=== Text shown ===

May 20, 2006
May 15 marked the 58th anniversary of Al Nakba (The
Catastrophe). Every year, Palestinians recount the tragedy of 1948.
I recall my grandmother’s anguish: she was seven months
pregnant with my mother when she was forced to flee to Lebanon by boat. She
waited in Lebanon. The weeks turned into months. The months turned into years .
. . Fifty-eight years later, my grandmother has yet to return to her house in
Jaffa.
When the Zionists forces (the Haganagh, Irgun, and Stern
Gang) tore Palestine limb from limb, depopulating villages, uprooting
cemeteries, and pillaging arable fields, Israel had not even been created.
Today we see a fight for Israel’s "right to exist." But what right does Israel
have to exist in its current form?
United Nations (UN) Resolution 194 states,
"The refugees wishing to return to
their homes and live at peace with their neighbors should be permitted to do so
at the earliest practicable date, and that compensation should be paid for the
property of those choosing not to return."
Israel’s admittance into the UN was conditional: it must recognize UN Resolution 194.
Nevertheless, since the passing of UN Resolution 273 -- which admitted Israel
into the UN on May 11, 1949 -- Israel has openly rejected this requirement.
Commenting on Israel’s dismissal of the resolution, Professor of Law Francis A.
Boyle wrote in his book Palestine,
Palestinians and International Law,
"Insofar as Israel has violated its conditions for admission to UN membership,
it must accordingly be suspended on a de
facto basis from any participation throughout the entire United Nations
system."

=== Dataset excerpts ===
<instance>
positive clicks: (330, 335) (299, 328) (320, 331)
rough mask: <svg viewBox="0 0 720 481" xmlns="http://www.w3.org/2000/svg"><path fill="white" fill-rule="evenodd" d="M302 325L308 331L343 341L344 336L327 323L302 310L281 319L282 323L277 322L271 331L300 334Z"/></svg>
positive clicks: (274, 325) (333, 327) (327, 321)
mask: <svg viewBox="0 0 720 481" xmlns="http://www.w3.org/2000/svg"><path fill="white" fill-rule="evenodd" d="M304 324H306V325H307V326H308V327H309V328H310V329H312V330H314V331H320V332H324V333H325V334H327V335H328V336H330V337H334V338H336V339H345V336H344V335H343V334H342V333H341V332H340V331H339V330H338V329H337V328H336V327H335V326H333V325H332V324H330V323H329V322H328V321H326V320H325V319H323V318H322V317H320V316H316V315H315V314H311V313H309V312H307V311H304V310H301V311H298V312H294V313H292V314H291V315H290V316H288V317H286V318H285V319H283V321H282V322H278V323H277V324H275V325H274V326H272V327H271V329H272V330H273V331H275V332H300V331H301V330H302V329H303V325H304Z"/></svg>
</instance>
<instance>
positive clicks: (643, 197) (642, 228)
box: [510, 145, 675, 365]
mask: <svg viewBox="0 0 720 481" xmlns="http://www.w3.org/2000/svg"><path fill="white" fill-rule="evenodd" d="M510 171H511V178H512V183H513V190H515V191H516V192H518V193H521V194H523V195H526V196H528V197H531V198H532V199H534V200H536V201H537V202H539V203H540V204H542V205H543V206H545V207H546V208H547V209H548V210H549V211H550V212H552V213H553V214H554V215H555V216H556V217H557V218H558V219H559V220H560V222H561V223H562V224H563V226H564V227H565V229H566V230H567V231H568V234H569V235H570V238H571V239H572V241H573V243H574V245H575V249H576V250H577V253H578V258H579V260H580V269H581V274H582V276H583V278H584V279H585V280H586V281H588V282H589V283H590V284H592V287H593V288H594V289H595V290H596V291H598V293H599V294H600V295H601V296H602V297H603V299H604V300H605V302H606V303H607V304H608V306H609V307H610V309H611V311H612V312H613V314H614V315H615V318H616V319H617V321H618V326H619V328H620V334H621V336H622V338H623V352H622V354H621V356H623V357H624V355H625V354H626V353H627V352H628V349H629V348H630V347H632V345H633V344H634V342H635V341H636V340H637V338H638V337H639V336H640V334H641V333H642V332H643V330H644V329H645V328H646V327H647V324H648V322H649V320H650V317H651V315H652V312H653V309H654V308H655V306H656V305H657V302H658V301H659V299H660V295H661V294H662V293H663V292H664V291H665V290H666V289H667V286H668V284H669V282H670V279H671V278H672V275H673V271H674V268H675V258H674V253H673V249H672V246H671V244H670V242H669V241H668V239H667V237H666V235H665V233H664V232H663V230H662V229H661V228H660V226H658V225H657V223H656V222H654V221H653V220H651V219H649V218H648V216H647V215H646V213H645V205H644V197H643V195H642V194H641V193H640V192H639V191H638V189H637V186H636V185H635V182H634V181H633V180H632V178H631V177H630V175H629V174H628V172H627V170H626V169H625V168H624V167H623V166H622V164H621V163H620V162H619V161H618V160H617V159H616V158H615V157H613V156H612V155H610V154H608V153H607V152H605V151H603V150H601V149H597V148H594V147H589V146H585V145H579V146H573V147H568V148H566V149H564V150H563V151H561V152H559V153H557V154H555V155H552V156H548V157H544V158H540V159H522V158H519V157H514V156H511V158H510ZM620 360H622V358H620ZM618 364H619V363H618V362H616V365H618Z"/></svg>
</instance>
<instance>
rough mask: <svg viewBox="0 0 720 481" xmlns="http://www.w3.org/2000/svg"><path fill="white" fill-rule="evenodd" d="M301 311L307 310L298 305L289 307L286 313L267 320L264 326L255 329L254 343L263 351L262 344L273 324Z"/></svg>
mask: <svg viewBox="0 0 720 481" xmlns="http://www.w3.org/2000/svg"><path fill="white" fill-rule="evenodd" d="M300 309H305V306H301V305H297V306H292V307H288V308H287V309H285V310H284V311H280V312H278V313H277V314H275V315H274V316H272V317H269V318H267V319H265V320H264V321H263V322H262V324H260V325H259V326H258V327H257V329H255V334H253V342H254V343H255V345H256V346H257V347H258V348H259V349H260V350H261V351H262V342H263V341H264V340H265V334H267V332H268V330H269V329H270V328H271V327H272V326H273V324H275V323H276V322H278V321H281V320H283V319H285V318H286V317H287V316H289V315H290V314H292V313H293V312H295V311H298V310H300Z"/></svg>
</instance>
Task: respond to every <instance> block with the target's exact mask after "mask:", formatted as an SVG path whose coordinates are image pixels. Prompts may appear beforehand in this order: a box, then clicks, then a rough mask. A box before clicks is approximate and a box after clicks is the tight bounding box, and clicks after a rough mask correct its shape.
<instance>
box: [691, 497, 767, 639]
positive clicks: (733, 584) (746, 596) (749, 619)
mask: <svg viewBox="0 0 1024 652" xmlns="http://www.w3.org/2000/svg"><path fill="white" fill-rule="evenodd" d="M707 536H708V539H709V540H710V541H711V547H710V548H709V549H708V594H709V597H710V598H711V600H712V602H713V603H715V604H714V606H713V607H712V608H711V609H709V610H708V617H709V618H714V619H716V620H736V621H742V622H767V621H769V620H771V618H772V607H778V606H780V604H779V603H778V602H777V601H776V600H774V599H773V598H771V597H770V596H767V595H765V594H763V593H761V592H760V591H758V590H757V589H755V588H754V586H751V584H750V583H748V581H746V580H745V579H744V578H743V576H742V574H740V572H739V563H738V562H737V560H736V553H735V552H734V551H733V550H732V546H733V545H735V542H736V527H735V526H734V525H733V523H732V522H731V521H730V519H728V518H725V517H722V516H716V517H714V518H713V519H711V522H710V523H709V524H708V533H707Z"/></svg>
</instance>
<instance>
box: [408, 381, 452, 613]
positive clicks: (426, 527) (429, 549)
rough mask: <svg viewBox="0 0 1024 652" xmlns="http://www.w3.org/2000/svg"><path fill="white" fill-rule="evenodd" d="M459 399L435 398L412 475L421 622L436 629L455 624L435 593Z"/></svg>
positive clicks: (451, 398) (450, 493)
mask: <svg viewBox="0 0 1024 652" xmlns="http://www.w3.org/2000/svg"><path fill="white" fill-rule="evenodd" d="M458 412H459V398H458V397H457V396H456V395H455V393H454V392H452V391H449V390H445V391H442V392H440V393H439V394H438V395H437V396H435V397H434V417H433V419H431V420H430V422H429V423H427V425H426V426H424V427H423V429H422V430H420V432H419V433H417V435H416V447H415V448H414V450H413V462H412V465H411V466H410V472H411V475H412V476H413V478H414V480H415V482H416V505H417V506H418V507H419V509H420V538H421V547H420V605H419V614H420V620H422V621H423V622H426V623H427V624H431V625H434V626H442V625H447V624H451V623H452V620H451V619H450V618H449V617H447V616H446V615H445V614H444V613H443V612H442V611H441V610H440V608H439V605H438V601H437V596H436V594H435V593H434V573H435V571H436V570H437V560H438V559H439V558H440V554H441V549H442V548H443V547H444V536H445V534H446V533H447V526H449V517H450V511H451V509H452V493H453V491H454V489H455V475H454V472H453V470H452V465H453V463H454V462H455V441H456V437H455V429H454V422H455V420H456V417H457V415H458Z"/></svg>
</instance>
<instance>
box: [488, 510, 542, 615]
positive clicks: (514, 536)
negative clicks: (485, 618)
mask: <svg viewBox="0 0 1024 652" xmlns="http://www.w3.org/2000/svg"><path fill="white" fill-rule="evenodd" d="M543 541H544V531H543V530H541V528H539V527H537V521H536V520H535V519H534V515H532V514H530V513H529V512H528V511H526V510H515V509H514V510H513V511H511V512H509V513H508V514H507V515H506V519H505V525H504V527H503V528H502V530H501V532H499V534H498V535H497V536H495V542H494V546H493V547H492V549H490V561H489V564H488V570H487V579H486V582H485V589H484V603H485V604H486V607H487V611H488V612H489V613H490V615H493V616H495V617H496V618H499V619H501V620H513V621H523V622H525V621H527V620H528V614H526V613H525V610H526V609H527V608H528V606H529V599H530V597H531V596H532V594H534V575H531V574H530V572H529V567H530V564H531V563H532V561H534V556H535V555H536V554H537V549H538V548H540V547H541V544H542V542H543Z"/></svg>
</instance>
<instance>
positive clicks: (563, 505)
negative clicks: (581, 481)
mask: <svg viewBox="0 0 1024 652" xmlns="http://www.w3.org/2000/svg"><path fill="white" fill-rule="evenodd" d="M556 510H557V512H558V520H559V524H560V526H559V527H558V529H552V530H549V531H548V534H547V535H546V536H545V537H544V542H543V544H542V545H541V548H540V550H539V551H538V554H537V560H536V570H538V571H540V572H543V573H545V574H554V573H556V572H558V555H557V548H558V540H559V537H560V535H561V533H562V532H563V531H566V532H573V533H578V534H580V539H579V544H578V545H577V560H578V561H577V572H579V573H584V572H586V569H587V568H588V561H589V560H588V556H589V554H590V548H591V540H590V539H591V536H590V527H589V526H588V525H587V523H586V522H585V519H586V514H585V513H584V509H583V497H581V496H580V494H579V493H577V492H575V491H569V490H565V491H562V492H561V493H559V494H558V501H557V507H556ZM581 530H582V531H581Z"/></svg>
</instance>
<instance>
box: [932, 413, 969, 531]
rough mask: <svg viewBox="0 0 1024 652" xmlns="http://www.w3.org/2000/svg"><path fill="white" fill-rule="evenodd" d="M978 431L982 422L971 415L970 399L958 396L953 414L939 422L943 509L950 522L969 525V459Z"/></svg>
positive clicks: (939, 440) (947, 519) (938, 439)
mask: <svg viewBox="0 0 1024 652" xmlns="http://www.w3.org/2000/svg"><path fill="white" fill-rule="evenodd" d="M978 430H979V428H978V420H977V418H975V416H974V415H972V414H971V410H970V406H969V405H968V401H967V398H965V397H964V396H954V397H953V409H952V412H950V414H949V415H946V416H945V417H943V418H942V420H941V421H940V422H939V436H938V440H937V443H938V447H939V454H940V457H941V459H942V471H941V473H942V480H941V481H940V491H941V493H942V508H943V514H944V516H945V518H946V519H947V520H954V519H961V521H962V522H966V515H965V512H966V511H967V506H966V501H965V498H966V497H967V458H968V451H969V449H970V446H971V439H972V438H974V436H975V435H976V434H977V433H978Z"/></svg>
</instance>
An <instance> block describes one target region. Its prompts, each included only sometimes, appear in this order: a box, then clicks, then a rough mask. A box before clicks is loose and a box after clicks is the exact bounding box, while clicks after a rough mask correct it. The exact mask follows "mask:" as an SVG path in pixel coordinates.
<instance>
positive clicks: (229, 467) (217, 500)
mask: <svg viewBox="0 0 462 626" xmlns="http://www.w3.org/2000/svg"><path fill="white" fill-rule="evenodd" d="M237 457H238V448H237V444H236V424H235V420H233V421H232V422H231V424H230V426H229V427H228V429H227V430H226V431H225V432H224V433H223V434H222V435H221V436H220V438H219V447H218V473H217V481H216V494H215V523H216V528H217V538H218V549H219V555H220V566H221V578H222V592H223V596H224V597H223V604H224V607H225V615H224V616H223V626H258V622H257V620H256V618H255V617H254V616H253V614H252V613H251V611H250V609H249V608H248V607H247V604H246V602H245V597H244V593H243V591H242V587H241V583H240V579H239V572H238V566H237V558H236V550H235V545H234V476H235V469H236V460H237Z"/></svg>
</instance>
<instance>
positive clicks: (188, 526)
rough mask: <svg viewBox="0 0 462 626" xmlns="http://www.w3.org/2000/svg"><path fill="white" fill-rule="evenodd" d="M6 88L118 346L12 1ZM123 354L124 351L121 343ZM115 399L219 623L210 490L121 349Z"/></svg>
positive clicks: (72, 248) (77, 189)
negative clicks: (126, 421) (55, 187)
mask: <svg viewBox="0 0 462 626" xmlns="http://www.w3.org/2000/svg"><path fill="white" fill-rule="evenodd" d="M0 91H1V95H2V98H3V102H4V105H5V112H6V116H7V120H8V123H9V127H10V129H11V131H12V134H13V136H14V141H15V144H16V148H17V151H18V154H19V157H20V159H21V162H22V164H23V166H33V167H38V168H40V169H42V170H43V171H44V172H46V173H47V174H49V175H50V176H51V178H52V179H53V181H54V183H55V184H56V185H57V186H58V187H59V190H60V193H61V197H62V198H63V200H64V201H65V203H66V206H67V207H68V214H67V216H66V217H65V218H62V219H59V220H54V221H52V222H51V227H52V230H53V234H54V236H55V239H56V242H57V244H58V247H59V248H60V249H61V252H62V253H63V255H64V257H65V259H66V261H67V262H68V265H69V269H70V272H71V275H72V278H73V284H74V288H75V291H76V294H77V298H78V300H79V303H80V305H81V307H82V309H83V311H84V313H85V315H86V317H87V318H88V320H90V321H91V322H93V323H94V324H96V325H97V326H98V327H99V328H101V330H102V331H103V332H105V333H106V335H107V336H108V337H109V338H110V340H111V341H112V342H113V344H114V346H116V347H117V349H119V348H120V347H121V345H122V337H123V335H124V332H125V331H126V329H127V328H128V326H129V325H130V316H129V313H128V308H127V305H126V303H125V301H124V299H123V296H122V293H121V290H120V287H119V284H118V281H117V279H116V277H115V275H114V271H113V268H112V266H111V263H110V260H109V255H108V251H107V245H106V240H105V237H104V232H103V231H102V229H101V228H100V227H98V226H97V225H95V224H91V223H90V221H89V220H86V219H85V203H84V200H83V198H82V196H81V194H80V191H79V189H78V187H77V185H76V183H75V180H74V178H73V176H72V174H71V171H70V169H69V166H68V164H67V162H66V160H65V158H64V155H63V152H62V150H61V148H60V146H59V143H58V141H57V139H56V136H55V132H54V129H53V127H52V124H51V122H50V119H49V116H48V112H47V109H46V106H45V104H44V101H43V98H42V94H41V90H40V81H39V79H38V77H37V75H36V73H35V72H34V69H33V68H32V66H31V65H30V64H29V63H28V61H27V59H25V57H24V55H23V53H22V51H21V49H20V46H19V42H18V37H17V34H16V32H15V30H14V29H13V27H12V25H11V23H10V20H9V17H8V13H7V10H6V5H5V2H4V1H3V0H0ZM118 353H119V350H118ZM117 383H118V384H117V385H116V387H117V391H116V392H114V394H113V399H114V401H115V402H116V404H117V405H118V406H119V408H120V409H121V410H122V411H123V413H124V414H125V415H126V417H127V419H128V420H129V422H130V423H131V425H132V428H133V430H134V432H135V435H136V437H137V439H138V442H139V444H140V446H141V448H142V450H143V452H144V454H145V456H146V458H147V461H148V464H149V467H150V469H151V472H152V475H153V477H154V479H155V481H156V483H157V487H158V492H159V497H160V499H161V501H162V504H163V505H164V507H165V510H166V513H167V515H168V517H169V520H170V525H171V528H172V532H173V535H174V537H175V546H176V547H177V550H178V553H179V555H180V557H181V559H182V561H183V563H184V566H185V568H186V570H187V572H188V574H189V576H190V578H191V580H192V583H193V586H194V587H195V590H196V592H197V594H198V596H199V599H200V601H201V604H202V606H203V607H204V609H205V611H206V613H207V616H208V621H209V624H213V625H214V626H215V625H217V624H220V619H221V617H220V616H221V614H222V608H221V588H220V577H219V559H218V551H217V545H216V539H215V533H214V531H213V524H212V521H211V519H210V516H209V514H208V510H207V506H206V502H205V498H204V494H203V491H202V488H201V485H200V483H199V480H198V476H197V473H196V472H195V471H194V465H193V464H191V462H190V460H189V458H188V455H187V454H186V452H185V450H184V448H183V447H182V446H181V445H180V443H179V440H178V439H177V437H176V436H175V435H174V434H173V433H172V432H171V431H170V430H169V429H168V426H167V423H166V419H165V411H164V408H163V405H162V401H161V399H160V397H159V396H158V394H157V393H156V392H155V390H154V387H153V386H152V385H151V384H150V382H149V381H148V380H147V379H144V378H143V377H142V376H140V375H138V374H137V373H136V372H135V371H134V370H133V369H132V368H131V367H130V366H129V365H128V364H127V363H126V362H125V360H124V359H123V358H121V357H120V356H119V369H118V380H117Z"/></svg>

=== Problem to solve ===
From the piece on Al Nakba, return the passage starting with "May 20, 2006" and going on through "even been created.", copied word for word.

=== Answer to this task ===
May 20, 2006
May 15 marked the 58th anniversary of Al Nakba (The
Catastrophe). Every year, Palestinians recount the tragedy of 1948.
I recall my grandmother’s anguish: she was seven months
pregnant with my mother when she was forced to flee to Lebanon by boat. She
waited in Lebanon. The weeks turned into months. The months turned into years .
. . Fifty-eight years later, my grandmother has yet to return to her house in
Jaffa.
When the Zionists forces (the Haganagh, Irgun, and Stern
Gang) tore Palestine limb from limb, depopulating villages, uprooting
cemeteries, and pillaging arable fields, Israel had not even been created.